▶ **PROBLEM DETAILS**
In the book summary below, who joined forces with the pianist Johann Baptist Cramer to found the first music publishing house?

▶ **PROVIDED PASSAGE**
Ta-Ra-Ra-Boom-De-Ay - Simon Napier Summary and Review

by Simon Napier-Bell

Has Ta-Ra-Ra-Boom-De-Ay by Simon Napier-Bell been sitting on your reading list? Pick up the key ideas in the book with this quick summary.

Music is always a reflection of society and the times. When slaves in the American South belted out work songs, their tunes reflected the hardships of their lives and the injustice of the world at large. And when, in the 1970s, Emerson, Lake and Palmer let the chords on their Hammond organ ring out, these futuristic sounds signaled the inevitable and continuing integration of technology into music.

Music interacts, changes and develops with society, and specifically with the emergence of new technologies, laws and trends. But because societies are largely shaped by economic interests, music also has a lot to do with business.

This book summary will guide you through the history and business of modern popular music. You will dance to jukebox classics, step into the jazz clubs of Chicago and New York and join the masses at Woodstock.

In this summary of Ta-Ra-Ra-Boom-De-Ay by Simon Napier-Bell,You’ll also learn

  • how copyright law changed the world of music;
  • how alcohol consumption boosted music sales; and
  • what the Hells Angels charged for security services in 1969.

Ta-Ra-Ra-Boom-De-Ay Key Idea #1: The modern music business took its first steps with the invention of copyright law and the record player.

Music has been around in one form or another for millennia. And yet, in the grand scheme of things, it was only recently that songs began to be seen as individual, rather than common, property.

This distinction emerged with the first copyright laws, which not only created a new branch of the legal system, but also a new publishing market for songs.

It began in 1710 when the British court of law first recognized authors as having rights over what they wrote. Suddenly, authors now owned their work and got royalties from each sale.

This led to the first music publishing house, Chappell & Co., which was founded in the early nineteenth century after the owner of a piano shop, Samuel Chappell, joined forces with the famous pianist Johann Baptist Cramer. Soon they were collecting, publishing and selling Cramer’s sheet music to the public.

Naturally, it wasn’t long before others noticed that publishing sheet music was an easier and more profitable way for artists to make money than playing concerts. And the general public loved it because they could buy the sheet music, play the songs in their homes and hear music that they would never have access to otherwise.

But the world of music publishing really exploded at the end of the nineteenth century, when an innovation known as the phonograph opened up the doors for a whole new revenue stream.

In 1877, Thomas Edison produced the first commercial record player, making it possible for people to play recorded music in their homes.

For publishing companies, this meant they could now turn their attention away from sheet music and to the much more profitable world of records.

▶ **RECORDS SUPPLIED**

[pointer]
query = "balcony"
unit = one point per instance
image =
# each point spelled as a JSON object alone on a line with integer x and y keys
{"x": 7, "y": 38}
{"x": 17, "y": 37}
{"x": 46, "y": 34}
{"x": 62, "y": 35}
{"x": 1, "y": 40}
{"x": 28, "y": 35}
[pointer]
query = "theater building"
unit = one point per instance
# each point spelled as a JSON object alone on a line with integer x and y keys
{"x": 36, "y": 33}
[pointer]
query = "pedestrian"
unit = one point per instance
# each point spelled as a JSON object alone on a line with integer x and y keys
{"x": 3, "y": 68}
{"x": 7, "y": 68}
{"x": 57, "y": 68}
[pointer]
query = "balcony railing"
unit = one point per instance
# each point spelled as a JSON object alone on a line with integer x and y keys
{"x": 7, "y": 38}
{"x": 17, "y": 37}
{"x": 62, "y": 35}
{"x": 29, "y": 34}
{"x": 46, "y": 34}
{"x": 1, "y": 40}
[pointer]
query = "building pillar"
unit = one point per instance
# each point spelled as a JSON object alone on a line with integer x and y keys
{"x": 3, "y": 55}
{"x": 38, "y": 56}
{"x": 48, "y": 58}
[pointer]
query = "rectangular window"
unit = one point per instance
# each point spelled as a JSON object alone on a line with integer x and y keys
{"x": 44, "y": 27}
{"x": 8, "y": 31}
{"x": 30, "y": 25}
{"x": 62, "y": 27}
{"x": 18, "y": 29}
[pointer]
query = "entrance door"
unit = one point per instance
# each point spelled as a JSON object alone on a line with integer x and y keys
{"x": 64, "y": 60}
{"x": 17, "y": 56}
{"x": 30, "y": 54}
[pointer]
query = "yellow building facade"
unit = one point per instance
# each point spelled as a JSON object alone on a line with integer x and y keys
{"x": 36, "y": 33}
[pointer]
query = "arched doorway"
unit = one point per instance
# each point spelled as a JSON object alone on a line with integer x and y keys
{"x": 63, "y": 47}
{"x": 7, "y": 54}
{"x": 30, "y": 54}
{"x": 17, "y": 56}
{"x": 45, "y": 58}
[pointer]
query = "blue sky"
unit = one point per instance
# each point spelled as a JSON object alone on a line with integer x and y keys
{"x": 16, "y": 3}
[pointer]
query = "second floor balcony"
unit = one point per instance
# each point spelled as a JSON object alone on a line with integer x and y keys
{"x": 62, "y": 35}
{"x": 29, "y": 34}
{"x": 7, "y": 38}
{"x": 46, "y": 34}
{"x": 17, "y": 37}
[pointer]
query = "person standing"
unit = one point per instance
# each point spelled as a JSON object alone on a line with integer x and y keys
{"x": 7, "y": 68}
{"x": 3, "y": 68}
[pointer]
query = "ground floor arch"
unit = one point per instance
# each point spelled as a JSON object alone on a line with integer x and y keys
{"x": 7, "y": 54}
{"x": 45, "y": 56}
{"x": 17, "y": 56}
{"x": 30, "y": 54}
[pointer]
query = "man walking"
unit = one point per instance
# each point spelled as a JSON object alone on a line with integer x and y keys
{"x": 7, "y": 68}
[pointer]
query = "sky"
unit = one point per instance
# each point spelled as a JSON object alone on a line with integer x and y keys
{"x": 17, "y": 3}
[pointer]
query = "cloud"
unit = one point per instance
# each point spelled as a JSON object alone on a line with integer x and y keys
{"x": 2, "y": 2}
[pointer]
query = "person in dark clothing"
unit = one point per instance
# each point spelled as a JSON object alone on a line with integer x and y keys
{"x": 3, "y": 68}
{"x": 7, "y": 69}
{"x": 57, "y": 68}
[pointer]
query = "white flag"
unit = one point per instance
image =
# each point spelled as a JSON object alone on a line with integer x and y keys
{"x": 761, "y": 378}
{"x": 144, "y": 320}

▶ **ANSWER TO THIS TASK**
Samuel Chappell, the owner of a piano shop.